◆ **Given request a**
Gather every line of the entries below that contains the string "fill", and copy each such line out. Case counts.

◆ **Text block**
Monday, January 01, 2007

There must be something about Michigan...

I have a friend who is originally from Michigan; she has lived here in Central Florida since at least 1987, when I met her. What I find most interesting is that she has many, many friends still living in Michigan about whom she refers to as dear, close friends. Is that a Michigander trait? I have a couple of coworkers who also hail from Michigan, who also have long-term friends. Now I'm wondering if I'm the only person a little off kilter here. I was born and raised right here in Central Florida, went to school with all the same people through all the years, until I was yanked out of school my senior year and moved up to Western NC for about three years. I remember names of school mates, but we have not kept in touch. In fact, when I was in school I had only one dear friend and she moved away from Central Florida before I did... I wonder if my growing up in an alcoholic, dysfunctional home impacted the lifelong friends thing (I always kept people at arms length, deathly afraid they would find out my shame, or worse yet, visit my home unannounced), or if having lifelong close friends is simply indigenous to Michigan.

I envy that soft cushion to fall back upon when one is in need of an encouraging word or a verbal embrace.

Posted JDaaris @ 11:19 AM :: 5 chocolate drops

Gimme some chocolate!

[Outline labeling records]
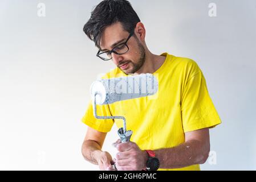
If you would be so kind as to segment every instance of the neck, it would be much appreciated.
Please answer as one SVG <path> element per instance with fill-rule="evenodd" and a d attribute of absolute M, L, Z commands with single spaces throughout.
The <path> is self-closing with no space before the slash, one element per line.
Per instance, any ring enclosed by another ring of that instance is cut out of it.
<path fill-rule="evenodd" d="M 143 65 L 136 74 L 153 73 L 164 64 L 165 57 L 152 53 L 148 49 L 145 51 L 145 59 Z"/>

◆ **Given request b**
According to the blog post about Michigan friendships, since what year has the writer's friend lived in Central Florida?

◆ **Worked solution a**
Please answer as one SVG <path> element per instance with fill-rule="evenodd" and a d attribute of absolute M, L, Z commands with single spaces throughout.
<path fill-rule="evenodd" d="M 143 65 L 136 74 L 153 73 L 164 64 L 165 57 L 152 53 L 148 49 L 145 51 L 145 59 Z"/>

◆ **Worked solution b**
Since at least 1987.